▶ Exercise directions
Every entry that follows should be repeated exactly; drop the images.

▶ Provided information
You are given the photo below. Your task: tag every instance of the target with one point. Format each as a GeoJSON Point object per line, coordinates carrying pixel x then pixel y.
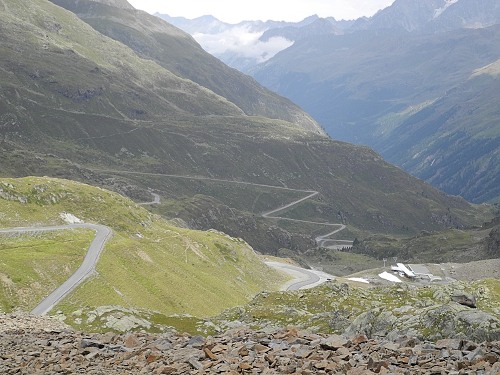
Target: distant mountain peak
{"type": "Point", "coordinates": [447, 4]}
{"type": "Point", "coordinates": [123, 4]}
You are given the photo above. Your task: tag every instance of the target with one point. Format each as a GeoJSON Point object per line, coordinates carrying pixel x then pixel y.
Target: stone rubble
{"type": "Point", "coordinates": [35, 345]}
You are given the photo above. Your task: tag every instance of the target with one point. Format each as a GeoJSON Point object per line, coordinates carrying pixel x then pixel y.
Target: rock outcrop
{"type": "Point", "coordinates": [35, 345]}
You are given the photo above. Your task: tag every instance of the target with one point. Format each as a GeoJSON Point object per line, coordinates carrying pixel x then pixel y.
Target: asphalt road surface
{"type": "Point", "coordinates": [87, 267]}
{"type": "Point", "coordinates": [302, 278]}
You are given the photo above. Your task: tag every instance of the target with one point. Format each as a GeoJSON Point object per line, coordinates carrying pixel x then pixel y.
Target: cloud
{"type": "Point", "coordinates": [243, 42]}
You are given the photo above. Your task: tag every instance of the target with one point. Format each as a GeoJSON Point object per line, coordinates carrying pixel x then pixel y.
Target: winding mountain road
{"type": "Point", "coordinates": [322, 240]}
{"type": "Point", "coordinates": [302, 278]}
{"type": "Point", "coordinates": [87, 267]}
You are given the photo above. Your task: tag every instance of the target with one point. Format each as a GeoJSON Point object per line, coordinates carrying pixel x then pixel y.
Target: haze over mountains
{"type": "Point", "coordinates": [124, 93]}
{"type": "Point", "coordinates": [97, 96]}
{"type": "Point", "coordinates": [414, 82]}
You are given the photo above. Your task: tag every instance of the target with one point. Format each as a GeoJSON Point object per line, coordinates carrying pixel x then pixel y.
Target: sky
{"type": "Point", "coordinates": [232, 11]}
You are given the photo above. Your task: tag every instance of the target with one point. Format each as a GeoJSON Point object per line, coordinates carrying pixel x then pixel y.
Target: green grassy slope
{"type": "Point", "coordinates": [409, 96]}
{"type": "Point", "coordinates": [32, 264]}
{"type": "Point", "coordinates": [148, 264]}
{"type": "Point", "coordinates": [344, 307]}
{"type": "Point", "coordinates": [154, 39]}
{"type": "Point", "coordinates": [57, 121]}
{"type": "Point", "coordinates": [454, 142]}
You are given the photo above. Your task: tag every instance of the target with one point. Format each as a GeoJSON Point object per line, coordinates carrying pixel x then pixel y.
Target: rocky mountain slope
{"type": "Point", "coordinates": [39, 345]}
{"type": "Point", "coordinates": [406, 83]}
{"type": "Point", "coordinates": [149, 266]}
{"type": "Point", "coordinates": [103, 111]}
{"type": "Point", "coordinates": [176, 51]}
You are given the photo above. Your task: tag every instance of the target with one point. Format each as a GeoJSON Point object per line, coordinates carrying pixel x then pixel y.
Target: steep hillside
{"type": "Point", "coordinates": [154, 39]}
{"type": "Point", "coordinates": [79, 105]}
{"type": "Point", "coordinates": [148, 264]}
{"type": "Point", "coordinates": [453, 142]}
{"type": "Point", "coordinates": [409, 96]}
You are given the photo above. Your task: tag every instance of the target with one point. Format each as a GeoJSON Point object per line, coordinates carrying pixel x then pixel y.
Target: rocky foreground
{"type": "Point", "coordinates": [34, 345]}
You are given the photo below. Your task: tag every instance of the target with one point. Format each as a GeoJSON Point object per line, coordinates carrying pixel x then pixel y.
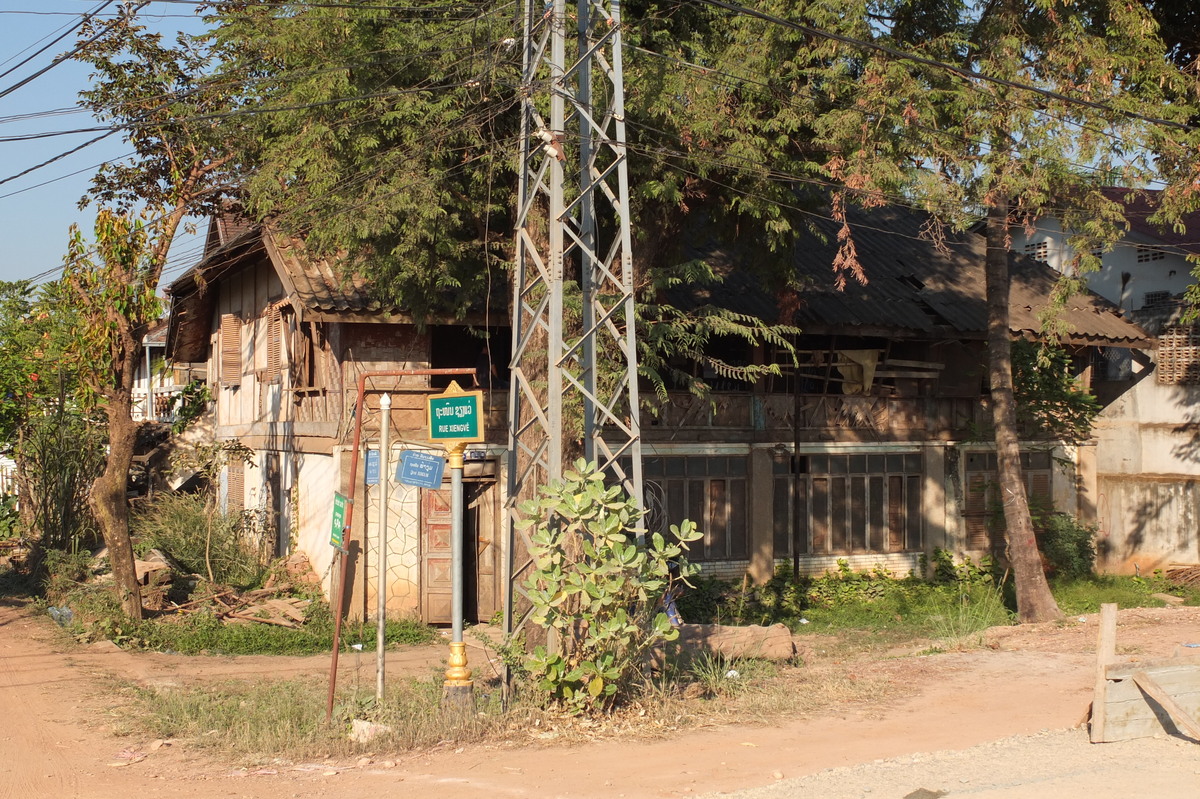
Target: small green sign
{"type": "Point", "coordinates": [456, 415]}
{"type": "Point", "coordinates": [337, 533]}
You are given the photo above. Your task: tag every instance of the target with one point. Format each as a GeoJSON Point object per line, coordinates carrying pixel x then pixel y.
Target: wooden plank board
{"type": "Point", "coordinates": [1128, 714]}
{"type": "Point", "coordinates": [1105, 650]}
{"type": "Point", "coordinates": [1182, 719]}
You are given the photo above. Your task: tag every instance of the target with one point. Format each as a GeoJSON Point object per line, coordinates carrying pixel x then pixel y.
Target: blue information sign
{"type": "Point", "coordinates": [372, 467]}
{"type": "Point", "coordinates": [420, 469]}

▶ Your solution
You are given the photo below. Your task: tag every instance of the target with one point. Format each as a GeoJSON Point object per line, coordinates carrying pixel x then pixel y.
Target: distant mountain peak
{"type": "Point", "coordinates": [447, 4]}
{"type": "Point", "coordinates": [123, 4]}
You are given the photo above. Your task: tag every instance of the target with one point. Format each as a GeoJSON Point object per line, coordinates carrying pixel x then pixel y.
Target: stone rubble
{"type": "Point", "coordinates": [35, 345]}
You are given the photo above. Your task: tag every instance of the target with one point. Format each as a GeoJSON Point object per line, coordinates carrying pixel x then pixel y.
Target: rock outcrop
{"type": "Point", "coordinates": [35, 345]}
You are given the photo above. Your task: tag every instance of the target with one point. Format each as a GeoJSON Point object per line, coordinates carrying pixel x then pixel y.
Target: asphalt road surface
{"type": "Point", "coordinates": [87, 267]}
{"type": "Point", "coordinates": [302, 278]}
You are given the photo above. Your task: tag every instance of the target with one point. Format each as a GeoJSON Point object per line, coordinates carrying pixel x then pixel y.
Target: cloud
{"type": "Point", "coordinates": [243, 42]}
You are given the photo above. Your task: tag every instance of the target with one point. Format each as a GeoJSON Point object per line, coordinates carrying pixel x then pixel y.
Target: winding mountain road
{"type": "Point", "coordinates": [322, 240]}
{"type": "Point", "coordinates": [302, 278]}
{"type": "Point", "coordinates": [87, 267]}
You are given the photo above. Your task: tag every instance of the target with one point. Format each as a GeoJSON Point object per line, coordinates carrying pixel x then pixel y.
Target: haze over mountains
{"type": "Point", "coordinates": [124, 93]}
{"type": "Point", "coordinates": [97, 96]}
{"type": "Point", "coordinates": [414, 82]}
You are given the photo above. Your task: tag every instance of the target with one point. Format each as a GeoJSON Point object per line, coordinates carrying pixel x then pixel y.
Target: sky
{"type": "Point", "coordinates": [232, 11]}
You are given the photo above. Your task: tag every instance of the target with one point. Format each as a GeoJSON Point object per line, coordinates carrying pixel x then pixel y.
Target: green grassy slope
{"type": "Point", "coordinates": [409, 96]}
{"type": "Point", "coordinates": [32, 264]}
{"type": "Point", "coordinates": [148, 264]}
{"type": "Point", "coordinates": [344, 307]}
{"type": "Point", "coordinates": [154, 39]}
{"type": "Point", "coordinates": [57, 121]}
{"type": "Point", "coordinates": [454, 142]}
You are given the photo above. Your task: tag every instance of the target with one point. Format each as a GeoJSON Point object per line, coordinates carrying pixel x then pixel y.
Target: rocky mountain slope
{"type": "Point", "coordinates": [39, 345]}
{"type": "Point", "coordinates": [406, 83]}
{"type": "Point", "coordinates": [149, 266]}
{"type": "Point", "coordinates": [103, 111]}
{"type": "Point", "coordinates": [176, 51]}
You are given the photo above. Your task: tag every instance of the target with one point. Format each as a GeoJSON Point object per line, coordinates carrying pixel x then pixel y.
Target: steep hillside
{"type": "Point", "coordinates": [154, 39]}
{"type": "Point", "coordinates": [79, 105]}
{"type": "Point", "coordinates": [148, 264]}
{"type": "Point", "coordinates": [453, 142]}
{"type": "Point", "coordinates": [409, 96]}
You are given the photo above. Your task: tag every instance of the target with one point. Format each as a GeoJSON Point object per line, coordinates carrying pixel x then pixel y.
Target: rocky foreground
{"type": "Point", "coordinates": [34, 345]}
You are given the photo below. Your task: tag every instance of the target with one point. Format each as a GeoJSON Point object per line, coordinates carrying pixel x then pixel y.
Target: small green sign
{"type": "Point", "coordinates": [456, 415]}
{"type": "Point", "coordinates": [337, 533]}
You are given the photo above. Your task: tag every instance of the target with one point. Format each as a GeoJSON Point object per line, coordinates carrying pixel x then pixel y.
Target: wooden plank board
{"type": "Point", "coordinates": [1128, 714]}
{"type": "Point", "coordinates": [1105, 650]}
{"type": "Point", "coordinates": [1182, 719]}
You are given the photo above. Your task: tag every instance of the target with one point. Format each as a GeoJSON Point object per line, coordinates carrying pixel x then pixel y.
Target: blue information sign
{"type": "Point", "coordinates": [372, 467]}
{"type": "Point", "coordinates": [420, 469]}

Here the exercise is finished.